_Listing_:
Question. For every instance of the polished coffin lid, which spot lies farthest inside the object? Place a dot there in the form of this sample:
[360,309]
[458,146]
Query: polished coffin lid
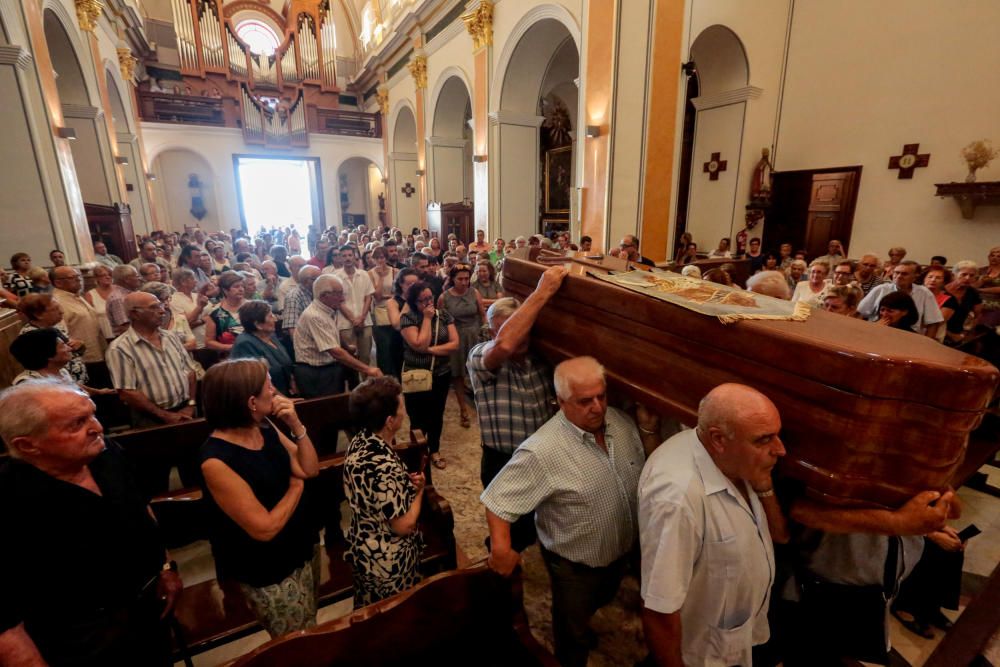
[869,415]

_Written problem_:
Lay out every line of the rows above as a numbered list, skipping any blank lines. Leave the pictures out.

_Answer to the task_:
1. Question. For every instance of the polished coffin lid, which spot lies farthest inside the object? Place a dot there in the form of this sample:
2. [360,309]
3. [458,146]
4. Query: polished coffin lid
5. [869,415]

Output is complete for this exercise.